- Отрывок -

▬▬▬▬▬▬

О критике и цели искусства

О критике и цели искусства

Übersociety

Я перейду прямо к делу. Самый известный французский композитор 20-го века Морис Равель сочинил одно из моих самых любимых произведений в оркестровой музыке. «Болеро», как стало известно, было написано под заказ для выступления танцовщицы Иды Рубенштейн. Вскоре оно стало известно всему миру как самостоятельная оркестровая композиция.

Изначальная несамостоятельность произведения обратила внимание критиков на внешние обстоятельства, при оценке произведения. Это стало отправной точкой критиков для навигации при анализе самого состояния создателя во время создания произведения. Сам Равель описал “Болеро” как эксперимент; бесконечное постепенно нарастающее  крещендо. Возможно, именно благодаря этому я оказался в числе горячих поклонников данного произведения.

Креще́ндо или Креше́ндо — музыкальный термин, обозначающий постепенное увеличение силы звука.

Но цели произведения неполны без присутствия наблюдателя. Другое дело, что наблюдатель извлекает из созерцания и взаимодействия. Это первый пункт моих рассуждений. Хотя мои примеры можно применить к любому произведению искусства.

(Если же это не так, сообщите мне на почту Petrknow@seznam.cz, с указание произведения искусства в теме, и я обязательно вам отвечу) :)

Мое восприятие Болеро формируется на основе его гипнотического ритма, постоянного темпа и развивающейся оркестровки. Я должен сказать, что мне не нужно строить какие-либо гипотезы на основе идей Равеля, чтобы определить удовольствие, которое я получаю, слушая его. Но вскоре я узнал, что помимо испанской атмосферы, которую так убедительно постулирует ритм Болеро, звуки промышленных и индустриальных машин были основным источником вдохновения для Равеля. Конечно, это совершенно противоположно моим изначальным мыслям и ассоциациям.

И мне невероятно трудно ощутить это произведение с позиции композитора. И иногда кажется даже отвратительной идея реорганизовать мои мысли в этом направлении. Возможно, ли извлечь чего-то прекрасного из произведения искусства, если его создатель никогда и не вкладывал туда ничего прекрасного? Возможно, ли для зрителя синтезировать красоту из уродства? Является ли произведение искусства интеллектуальной собственностью своего создателя в той мере, чтобы его необходимо было наблюдать через мировосприятие автора? Эти вопросы не давали мне нормально спать на протяжении нескольких недель работы над этой статьей

Начиная с 19-го века, критики все чаще и чаще исследуют в жизнь художников, чтобы найти значимое объяснение их работ. Часто связи довольно очевидны. И эта корреляция пробудила мировой интерес к картинам Да Винчи с момента, как начали появляться заявления о скрытых подсказках в его картинах, дневниках или других источниках. Но это не отвечает на резонный вопрос.

▬▬▬▬▬▬

- Собранные данные -
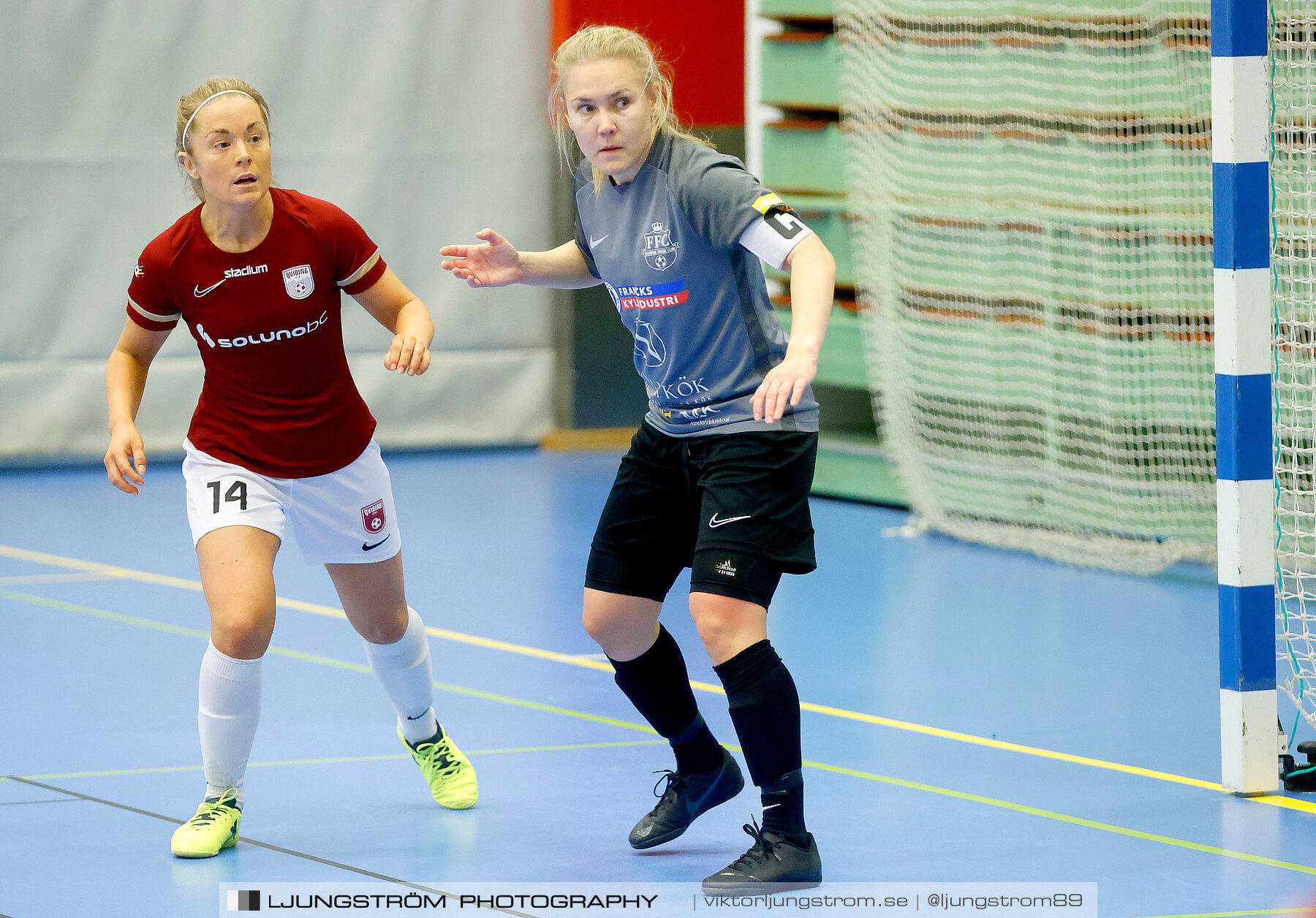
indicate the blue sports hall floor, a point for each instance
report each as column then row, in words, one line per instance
column 970, row 714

▬▬▬▬▬▬

- Задание 1 -
Ответьте, пожалуйста, на вопросы по тексту о «Болеро»:
(a) Для выступления какой танцовщицы было написано «Болеро»?
(b) Как сам Равель описал «Болеро»?
(c) Что, помимо испанской атмосферы, было основным источником вдохновения для Равеля?
- Задание 2 -
Отредактируйте часть текста о «Болеро», начиная со слов «Но цели произведения» и заканчивая словами «любому произведению искусства.». Замените в ней «наблюдателя» на «зрителя».
- Задание 3 -
Продолжите текст о «Болеро» после его последнего предложения.

- Ожидаемый ответ 1 -
(a) Для выступления Иды Рубенштейн.
(b) Как эксперимент, бесконечное постепенно нарастающее крещендо.
(c) Звуки промышленных и индустриальных машин.

- Ожидаемый ответ 2 -
Но цели произведения неполны без присутствия зрителя. Другое дело, что наблюдатель извлекает из созерцания и взаимодействия. Это первый пункт моих рассуждений. Хотя мои примеры можно применить к любому произведению искусства.

- Ожидаемый ответ 3 -
Разве такая критика предназначена только для уже умерших художников?

Произведения искусства и литературы есть некие вспышки творчества и риторики. Создатель мог бы посвятить много лет мозаичному и аккуратному созданию шедевра. Но моменты реального творчества подобны умственному фейерверку, наполненному искрами. Остальные временные отрезки работы над произведением обычно не учитываются зрителем. Посему, было бы уместно определить суть и методики разных временных отрезков, прежде чем я приступлю к изложению моего метода критики.

Сначала мы должны посмотреть на процесс наблюдения.

Искусство это язык. Оно передает много вещей, которые устная лингвистика не может. Слово «счастливый» имеет разное значение для всех. И для каждого его значение со временем меняется. Но в основном определяется оно внутренним психо-эмоциональным состоянием человека. Если произведение искусства определяется эмоциональным состоянием создателя, то аналитику и критику стоит узнать, что привело создателя в это специфичное психическое состояние.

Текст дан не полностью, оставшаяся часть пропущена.